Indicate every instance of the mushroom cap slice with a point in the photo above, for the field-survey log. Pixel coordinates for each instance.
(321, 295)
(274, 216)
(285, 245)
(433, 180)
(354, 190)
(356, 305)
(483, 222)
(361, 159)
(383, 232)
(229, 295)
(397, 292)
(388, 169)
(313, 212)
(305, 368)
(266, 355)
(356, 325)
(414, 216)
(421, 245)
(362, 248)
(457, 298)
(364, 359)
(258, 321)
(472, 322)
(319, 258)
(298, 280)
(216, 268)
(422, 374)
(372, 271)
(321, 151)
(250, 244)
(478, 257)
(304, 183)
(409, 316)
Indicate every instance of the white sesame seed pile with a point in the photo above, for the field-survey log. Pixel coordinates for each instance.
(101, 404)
...
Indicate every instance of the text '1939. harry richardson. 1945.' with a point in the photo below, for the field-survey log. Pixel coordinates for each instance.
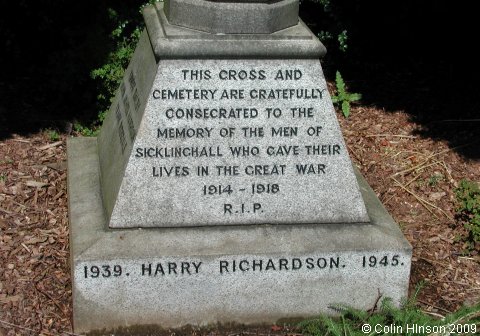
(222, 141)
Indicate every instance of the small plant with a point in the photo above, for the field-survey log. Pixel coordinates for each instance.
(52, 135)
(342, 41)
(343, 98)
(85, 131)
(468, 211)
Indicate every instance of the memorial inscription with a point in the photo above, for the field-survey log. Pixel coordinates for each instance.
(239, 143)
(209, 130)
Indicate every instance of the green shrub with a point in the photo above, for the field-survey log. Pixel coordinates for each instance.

__Your goal__: Put the lines of the material above into a JSON list of strings, one string per line with blank lines omitted, starting with the line containing "Indicate every instance of the memorial" and going on through the line containing "Indicate every instance of the green", both included.

__Solution for this exercise__:
[
  "Indicate every instance of the memorial inscription with a point in the photo above, for the field-survey log. Pixel coordinates for each instance.",
  "(239, 143)",
  "(209, 130)",
  "Indicate every instance of the green shrub with a point in the photo above, for the field-survey log. Pixel coordinates for each instance."
]